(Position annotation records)

==========

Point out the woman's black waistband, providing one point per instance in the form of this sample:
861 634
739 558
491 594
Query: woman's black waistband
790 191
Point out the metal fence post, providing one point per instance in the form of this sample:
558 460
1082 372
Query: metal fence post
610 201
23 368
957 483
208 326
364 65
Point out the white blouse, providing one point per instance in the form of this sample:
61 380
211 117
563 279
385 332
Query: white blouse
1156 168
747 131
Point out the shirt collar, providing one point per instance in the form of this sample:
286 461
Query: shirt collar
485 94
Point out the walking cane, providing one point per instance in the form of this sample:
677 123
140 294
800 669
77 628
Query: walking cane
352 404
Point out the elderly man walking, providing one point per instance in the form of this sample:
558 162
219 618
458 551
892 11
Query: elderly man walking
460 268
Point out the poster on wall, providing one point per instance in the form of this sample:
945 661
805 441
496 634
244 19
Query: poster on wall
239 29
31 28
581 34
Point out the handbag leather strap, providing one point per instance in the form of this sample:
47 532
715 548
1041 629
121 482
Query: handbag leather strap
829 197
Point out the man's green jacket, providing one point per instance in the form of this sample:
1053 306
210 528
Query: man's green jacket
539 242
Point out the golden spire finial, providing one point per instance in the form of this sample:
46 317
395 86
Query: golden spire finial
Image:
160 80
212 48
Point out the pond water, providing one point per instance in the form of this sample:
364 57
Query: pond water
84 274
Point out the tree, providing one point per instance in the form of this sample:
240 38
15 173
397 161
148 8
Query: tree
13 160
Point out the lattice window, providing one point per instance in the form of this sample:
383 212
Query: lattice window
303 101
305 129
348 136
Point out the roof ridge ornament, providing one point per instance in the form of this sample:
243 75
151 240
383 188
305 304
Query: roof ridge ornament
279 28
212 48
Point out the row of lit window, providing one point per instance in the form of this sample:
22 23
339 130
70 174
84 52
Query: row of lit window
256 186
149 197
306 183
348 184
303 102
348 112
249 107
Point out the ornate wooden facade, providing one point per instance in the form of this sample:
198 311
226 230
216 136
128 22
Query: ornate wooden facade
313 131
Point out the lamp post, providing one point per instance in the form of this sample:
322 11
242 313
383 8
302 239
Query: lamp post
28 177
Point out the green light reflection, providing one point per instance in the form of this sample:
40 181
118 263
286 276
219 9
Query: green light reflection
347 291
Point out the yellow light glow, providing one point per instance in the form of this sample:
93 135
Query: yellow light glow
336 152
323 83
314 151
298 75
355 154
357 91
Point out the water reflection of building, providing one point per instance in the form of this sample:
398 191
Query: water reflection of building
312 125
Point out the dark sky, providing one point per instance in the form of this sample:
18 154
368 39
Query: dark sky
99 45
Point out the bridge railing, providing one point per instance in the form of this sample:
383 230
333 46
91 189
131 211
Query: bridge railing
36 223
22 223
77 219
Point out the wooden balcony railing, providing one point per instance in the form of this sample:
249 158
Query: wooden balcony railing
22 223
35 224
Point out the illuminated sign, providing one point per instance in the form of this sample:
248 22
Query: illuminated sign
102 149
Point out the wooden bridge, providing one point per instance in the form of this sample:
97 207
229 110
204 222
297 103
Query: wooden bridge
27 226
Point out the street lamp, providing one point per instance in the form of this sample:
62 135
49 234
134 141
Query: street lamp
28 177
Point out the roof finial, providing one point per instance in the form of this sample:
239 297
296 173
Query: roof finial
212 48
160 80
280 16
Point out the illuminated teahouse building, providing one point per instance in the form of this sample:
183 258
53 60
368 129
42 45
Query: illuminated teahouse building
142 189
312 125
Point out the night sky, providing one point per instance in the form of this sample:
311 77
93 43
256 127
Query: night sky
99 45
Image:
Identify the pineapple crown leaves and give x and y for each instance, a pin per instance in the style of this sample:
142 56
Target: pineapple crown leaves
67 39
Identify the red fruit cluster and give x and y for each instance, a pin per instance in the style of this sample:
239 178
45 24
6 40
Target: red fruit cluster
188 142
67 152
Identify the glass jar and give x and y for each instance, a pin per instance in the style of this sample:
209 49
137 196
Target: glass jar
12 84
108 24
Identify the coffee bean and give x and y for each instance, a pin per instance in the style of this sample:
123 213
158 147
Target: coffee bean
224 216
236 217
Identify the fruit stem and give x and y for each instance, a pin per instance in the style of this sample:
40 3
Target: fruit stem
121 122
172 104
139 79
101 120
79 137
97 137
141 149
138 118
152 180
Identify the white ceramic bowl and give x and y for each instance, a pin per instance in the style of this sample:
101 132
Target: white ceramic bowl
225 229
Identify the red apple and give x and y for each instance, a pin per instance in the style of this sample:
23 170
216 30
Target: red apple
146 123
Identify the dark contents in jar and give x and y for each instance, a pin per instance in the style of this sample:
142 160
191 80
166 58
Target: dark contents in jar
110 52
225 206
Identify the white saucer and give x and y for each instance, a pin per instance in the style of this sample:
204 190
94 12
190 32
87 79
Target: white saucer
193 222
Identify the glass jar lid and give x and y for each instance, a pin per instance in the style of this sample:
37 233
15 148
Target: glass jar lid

==========

Aim: Quote exactly the line containing "Identify the red apple" and every later line through the end of the listing, and no other lines.

The result:
Identify the red apple and give x and y for each instance, a pin per instance in the style of this sample:
23 170
216 30
Target: red apple
146 123
Identify the dark contents in jar and give x and y for each instance, a pin per instance in the style of this sample:
142 160
191 80
166 58
Target: dark contents in jar
110 52
225 206
Identify the white saucer and give x and y for each instance, a pin per instance in the style of this sample:
204 190
94 12
190 32
87 79
Target: white saucer
193 222
Identify the glass jar lid and give x and y for each instance, a pin per instance in the style of this sample:
37 233
15 148
Target: glass jar lid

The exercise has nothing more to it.